Alban is 17 months old as of now. I have always thought that in the event of my Havoc dying first, I would introduce Alban to a new companion. Age is a huge concern for me. Even his middle age, would there be any chance I could introduce him to a younger rat, or would it be too risky? 

As for temperment, Alban is very shy, but has never been aggressive towards other rats. Havoc was the alpha male of the pair, and Alban never appeared to contest him. But I am concerned nevertheless. So could I introduce him to another rat at some point after his "mourning" stage passes? If so, what age would be recommended for the new one(s), and are there any special steps I would have to take because of Alban's age? Any serious advice would be very much appreciated.


----------



## Darges (Feb 25, 2012)

I introduced my rats who are around 2 years to 4 rats that were around 11 weeks. The older rats instantly took on a parenting role for the young rats, it was amazing to see. I introduced them once and they just mingled together as if they had known each other forever, it only needed one introduction for me to be convinced they were great for each other.

As for a mourning rat i couldn't say, but in my experience of having older rats and younger rats together, in my case they were an instant hit. They have brought new life to my older rats. I would just try introducing them like any other rats would but pay close attention to your rat in mourning, you know his behavior and signs of aggression and companionship etc and see how it goes, and as long as you watch them closely in the introductions you do, you will know whether its right or not.


----------



## JessyGene (Feb 27, 2012)

I'm sorry you lost your Havoc. I think you should try to get Alban companions. I am in a similar situation; I have a 2 year old female whose cagemate died 3 months ago. It was recommended to me to get 2 baby rats to be her new companions so I adopted three 6 week old babies to introduce to her. So far I have just had their cages side by side so they can get used to each others scent and in a couple days I am going to try introducing them somewhere neutral (a place where my 2 year old rat doesn't usually play). If that goes well after a few days I will move them in together, after doing a good cleaning and rearranging of their cage.

▶ Task 1
Summarize the forum thread in two sentences.
The rows below have no connection to the forum thread above.

▶ Dataset records
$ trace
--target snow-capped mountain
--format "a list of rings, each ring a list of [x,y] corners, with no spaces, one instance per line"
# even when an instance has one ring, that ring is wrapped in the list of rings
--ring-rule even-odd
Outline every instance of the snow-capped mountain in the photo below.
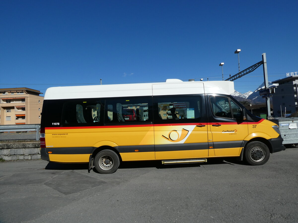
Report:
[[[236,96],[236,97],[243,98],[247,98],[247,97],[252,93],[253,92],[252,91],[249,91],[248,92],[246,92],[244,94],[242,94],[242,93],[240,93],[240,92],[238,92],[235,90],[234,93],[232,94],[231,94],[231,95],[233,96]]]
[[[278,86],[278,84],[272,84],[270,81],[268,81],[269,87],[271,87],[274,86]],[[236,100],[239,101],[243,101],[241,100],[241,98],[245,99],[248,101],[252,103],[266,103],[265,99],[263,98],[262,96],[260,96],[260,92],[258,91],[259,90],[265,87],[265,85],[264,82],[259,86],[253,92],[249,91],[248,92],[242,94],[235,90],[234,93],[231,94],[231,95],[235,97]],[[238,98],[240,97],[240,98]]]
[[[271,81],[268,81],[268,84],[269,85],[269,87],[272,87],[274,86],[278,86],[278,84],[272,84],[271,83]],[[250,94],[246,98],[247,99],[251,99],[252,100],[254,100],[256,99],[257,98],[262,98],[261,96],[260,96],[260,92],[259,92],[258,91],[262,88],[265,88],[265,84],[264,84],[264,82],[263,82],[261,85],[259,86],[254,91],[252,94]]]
* * *
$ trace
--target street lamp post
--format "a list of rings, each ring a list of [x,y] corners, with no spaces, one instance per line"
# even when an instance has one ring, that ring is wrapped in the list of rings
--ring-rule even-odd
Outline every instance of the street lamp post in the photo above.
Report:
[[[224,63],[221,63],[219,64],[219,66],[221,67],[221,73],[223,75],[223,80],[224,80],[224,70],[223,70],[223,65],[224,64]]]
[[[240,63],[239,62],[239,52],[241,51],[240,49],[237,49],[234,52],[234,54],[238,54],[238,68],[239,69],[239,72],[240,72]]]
* * *
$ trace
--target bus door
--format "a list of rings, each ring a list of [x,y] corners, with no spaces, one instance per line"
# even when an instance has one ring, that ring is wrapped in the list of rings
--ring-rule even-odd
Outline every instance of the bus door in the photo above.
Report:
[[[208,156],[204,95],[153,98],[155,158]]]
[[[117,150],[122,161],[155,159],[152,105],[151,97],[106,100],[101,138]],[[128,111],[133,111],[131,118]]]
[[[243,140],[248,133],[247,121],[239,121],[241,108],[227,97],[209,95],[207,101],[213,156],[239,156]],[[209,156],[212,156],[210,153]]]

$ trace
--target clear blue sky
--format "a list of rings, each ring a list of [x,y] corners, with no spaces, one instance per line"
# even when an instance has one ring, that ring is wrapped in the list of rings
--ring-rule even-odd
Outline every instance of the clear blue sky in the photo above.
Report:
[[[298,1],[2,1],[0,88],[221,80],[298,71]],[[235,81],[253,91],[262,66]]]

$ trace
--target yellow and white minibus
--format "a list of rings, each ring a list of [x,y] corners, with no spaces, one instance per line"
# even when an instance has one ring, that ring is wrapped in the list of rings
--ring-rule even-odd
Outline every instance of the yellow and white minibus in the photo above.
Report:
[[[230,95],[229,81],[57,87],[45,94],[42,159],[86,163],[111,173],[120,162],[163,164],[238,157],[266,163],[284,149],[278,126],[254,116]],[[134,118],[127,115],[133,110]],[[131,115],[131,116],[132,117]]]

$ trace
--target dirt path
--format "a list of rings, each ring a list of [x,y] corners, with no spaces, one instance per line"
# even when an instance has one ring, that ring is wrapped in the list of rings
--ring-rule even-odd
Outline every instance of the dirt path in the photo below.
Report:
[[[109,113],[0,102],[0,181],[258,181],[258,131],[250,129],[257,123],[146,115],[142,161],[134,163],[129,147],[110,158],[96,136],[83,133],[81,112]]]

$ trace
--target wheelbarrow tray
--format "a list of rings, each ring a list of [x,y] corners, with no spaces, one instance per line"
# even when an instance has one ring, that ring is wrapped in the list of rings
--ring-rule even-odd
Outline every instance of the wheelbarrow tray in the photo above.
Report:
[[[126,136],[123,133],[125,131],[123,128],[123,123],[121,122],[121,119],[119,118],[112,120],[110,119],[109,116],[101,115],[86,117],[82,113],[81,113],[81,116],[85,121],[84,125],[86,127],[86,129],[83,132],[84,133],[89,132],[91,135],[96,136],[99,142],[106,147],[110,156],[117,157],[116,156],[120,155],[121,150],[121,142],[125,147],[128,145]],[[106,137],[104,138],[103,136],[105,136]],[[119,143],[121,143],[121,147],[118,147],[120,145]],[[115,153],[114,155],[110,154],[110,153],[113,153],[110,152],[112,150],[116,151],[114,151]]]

▶ Task 2
Filter the rows, keeping every line that contains the string "post".

▶ Task answer 1
An owner asks whether Alban, a shy 17-month-old rat who never contested the alpha male Havoc, could be introduced to a younger rat after a mourning stage, and what age and special steps would be advisable. In reply, one member reports that rats around 2 years old instantly took on a parenting role toward 11-week-old rats and advises close watching during introductions, while another describes adopting three 6-week-old babies for a 2-year-old female, keeping their cages side by side before trying an introduction on neutral ground.

▶ Task answer 2
--target street lamp post
Outline every instance of the street lamp post in the photo above.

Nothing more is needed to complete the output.